_CONSIGNES DE L'EXERCICE_
[1] Restituez sans rien changer le passage de l'article sur les récits de ZAKA qui va de « Voici les principaux » jusqu'à « qu’elle avait été agressée sexuellement. ».
[2] Reprenez l'article sur les récits de ZAKA et prolongez-le à partir de sa dernière phrase.

_EXTRAIT CHOISI_
......
JERUSALEM (AP) – Les Nations Unies et d‘autres organisations ont présenté des preuves crédibles que des militants du Hamas ont commis des agressions sexuelles lors de leur attaque du 7 octobre dans le sud d’Israël. Bien que le nombre d’agressions ne soit pas clair, des photos et des vidéos des suites de l’attaque ont montré des corps aux jambes écartées, aux vêtements déchirés et avec du sang près des parties génitales.

D’autres récits de cette journée se sont toutefois révélés faux. Il s’agit notamment de deux témoignages démentis de volontaires de l’organisation israélienne de recherche et de sauvetage ZAKA, dont les récits ont contribué à alimenter un conflit mondial sur la question de savoir si des violences sexuelles ont été commises lors de l’attaque et à quelle échelle.

Certains prétendent que les récits d’agressions sexuelles ont été délibérément concoctés. Les responsables de ZAKA et d’autres le contestent. Quoi qu’il en soit, l’examen par AP de la manière dont ZAKA a traité ces récits aujourd’hui démentis montre comment l’information peut être brouillée et déformée dans le chaos du conflit.

Les récits ont encouragé le scepticisme et déclenché un débat très tendu sur la portée des événements du 7 octobre, débat qui se poursuit sur les médias sociaux et dans les manifestations des campus universitaires.

Voici les principaux points à retenir de l’analyse de l’AP sur l’origine de ces récits :

LES INTERPRÉTATIONS DES VOLONTAIRES ÉTAIENT ERRONÉES

L’un des récits qui s’est avéré infondé est celui de Chaim Otmazgin, un volontaire de ZAKA qui a ramassé des corps après l’attaque.

Après s’être occupé de dizaines de corps abattus, brûlés ou mutilés dans le kibboutz Be’eri, l’une des communautés les plus durement touchées, Otmazgin a atteint la maison qui allait le placer au centre d’un affrontement mondial. Il a trouvé le corps d’une adolescente séparée de deux membres de sa famille. Son pantalon, dit-il, était baissé. Il a supposé que cela signifiait qu’elle avait été agressée sexuellement.

Otmazgin affirme avoir raconté aux journalistes et aux législateurs les détails de ce qu’il avait vu et leur avoir demandé s’ils avaient une autre interprétation. Aujourd’hui, il maintient qu’il n’a jamais dit franchement que la jeune fille dont il a vu le corps avait été agressée sexuellement. Mais ce qu’il a raconté laissait fortement entendre que c’était le cas.
......
_MATÉRIEL FOURNI_
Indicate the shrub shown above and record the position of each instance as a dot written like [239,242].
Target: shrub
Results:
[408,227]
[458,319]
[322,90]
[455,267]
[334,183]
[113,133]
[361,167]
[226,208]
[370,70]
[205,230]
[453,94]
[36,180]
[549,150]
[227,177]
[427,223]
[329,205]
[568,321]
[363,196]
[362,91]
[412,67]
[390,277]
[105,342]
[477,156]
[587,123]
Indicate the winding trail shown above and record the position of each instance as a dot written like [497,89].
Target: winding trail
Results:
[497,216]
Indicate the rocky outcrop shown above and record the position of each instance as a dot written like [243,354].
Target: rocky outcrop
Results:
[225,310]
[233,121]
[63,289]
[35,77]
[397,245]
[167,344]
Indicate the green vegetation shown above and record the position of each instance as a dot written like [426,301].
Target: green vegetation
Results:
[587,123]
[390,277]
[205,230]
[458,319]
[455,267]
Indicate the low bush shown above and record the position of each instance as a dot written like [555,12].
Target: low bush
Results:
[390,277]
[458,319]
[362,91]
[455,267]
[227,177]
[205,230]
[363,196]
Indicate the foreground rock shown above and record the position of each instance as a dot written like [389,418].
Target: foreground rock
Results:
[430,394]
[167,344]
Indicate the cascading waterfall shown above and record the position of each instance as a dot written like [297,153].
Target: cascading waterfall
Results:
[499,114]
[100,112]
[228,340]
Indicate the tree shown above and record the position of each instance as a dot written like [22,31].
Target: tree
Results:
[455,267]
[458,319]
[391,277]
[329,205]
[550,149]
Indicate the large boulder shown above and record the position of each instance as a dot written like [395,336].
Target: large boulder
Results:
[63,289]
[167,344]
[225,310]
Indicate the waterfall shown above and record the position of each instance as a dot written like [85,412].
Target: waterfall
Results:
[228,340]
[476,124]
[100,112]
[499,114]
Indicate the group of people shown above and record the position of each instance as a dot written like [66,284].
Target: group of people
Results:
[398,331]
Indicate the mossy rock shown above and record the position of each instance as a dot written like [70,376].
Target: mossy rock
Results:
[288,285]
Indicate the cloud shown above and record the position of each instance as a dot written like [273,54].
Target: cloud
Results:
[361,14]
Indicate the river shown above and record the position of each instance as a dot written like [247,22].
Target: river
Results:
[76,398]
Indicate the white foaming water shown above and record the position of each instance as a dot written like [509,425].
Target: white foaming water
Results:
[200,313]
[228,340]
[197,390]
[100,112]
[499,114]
......
_PROBLÈMES RÉSOLUS_
[1]
Voici les principaux points à retenir de l’analyse de l’AP sur l’origine de ces récits :

LES INTERPRÉTATIONS DES VOLONTAIRES ÉTAIENT ERRONÉES

L’un des récits qui s’est avéré infondé est celui de Chaim Otmazgin, un volontaire de ZAKA qui a ramassé des corps après l’attaque.

Après s’être occupé de dizaines de corps abattus, brûlés ou mutilés dans le kibboutz Be’eri, l’une des communautés les plus durement touchées, Otmazgin a atteint la maison qui allait le placer au centre d’un affrontement mondial. Il a trouvé le corps d’une adolescente séparée de deux membres de sa famille. Son pantalon, dit-il, était baissé. Il a supposé que cela signifiait qu’elle avait été agressée sexuellement.

[2]
Près de trois mois plus tard, ZAKA a découvert que l’interprétation d’Otmazgin était erronée. Après vérification auprès de contacts militaires, ZAKA a appris qu’un groupe de soldats avait traîné le corps de la jeune fille à travers la pièce pour s’assurer qu’il n’était pas piégé. Pendant qu’ils faisaient cela, son pantalon s’est baissé.

L’autre récit démenti provient d’un collègue d’Otmazgin, Yossi Landau, lui aussi volontaire de longue date à Be’eri. Dans les jours et les semaines qui ont suivi l’attaque, Landau a raconté aux médias du monde entier ce qu’il pensait avoir vu : une femme enceinte allongée sur le sol, son fœtus toujours attaché au cordon ombilical arraché de son corps.

Mais Otmazgin, qui supervisait les autres travailleurs de ZAKA lorsque Landau l’a appelé frénétiquement, lui et d’autres, à entrer dans la maison, n’a pas vu ce que Landau a décrit. Au lieu de cela, il a vu le corps d’une femme de forte corpulence et un morceau non identifiable attaché à un câble électrique. Tout était carbonisé.

Otmazgin dit avoir dit à Landau qu’il ne s’agissait pas d’une femme enceinte. Pourtant, Landau a cru à sa version et a raconté l’histoire à des journalistes qui l’ont fait circuler dans le monde entier.


LE CHAOS APRÈS L’ATTAQUE

Israël a été pris au dépourvu par la férocité de l’assaut du 7 octobre, le plus meurtrier de l’histoire du pays. Environ 1 200 personnes ont été tuées et 250 ont été prises en otage. Il a fallu des jours à l’armée pour nettoyer la zone des militants.

Des centaines de corps ont été dispersés dans le sud d’Israël, portant divers signes d’abus : brûlures, impacts de balles, signes de mutilation, marques indiquant que les corps étaient attachés. La confusion régnait quant à savoir qui était mort et qui avait été fait prisonnier.

Les protocoles standard de gestion des attaques, auxquels Israël était fréquemment confronté à une échelle bien moindre au début des années 2000, se sont effondrés. L’armée s’est concentrée sur la lutte contre les militants qui se cachent encore dans le sud d’Israël. Un porte-parole de ZAKA a déclaré que les équipes de police scientifique se concentraient sur les villes de Sderot et d’Ofakim, dans le sud du pays. M. Otmazgin a indiqué que des médecins légistes se trouvaient dans les kibboutzim, mais qu’ils étaient dispersés.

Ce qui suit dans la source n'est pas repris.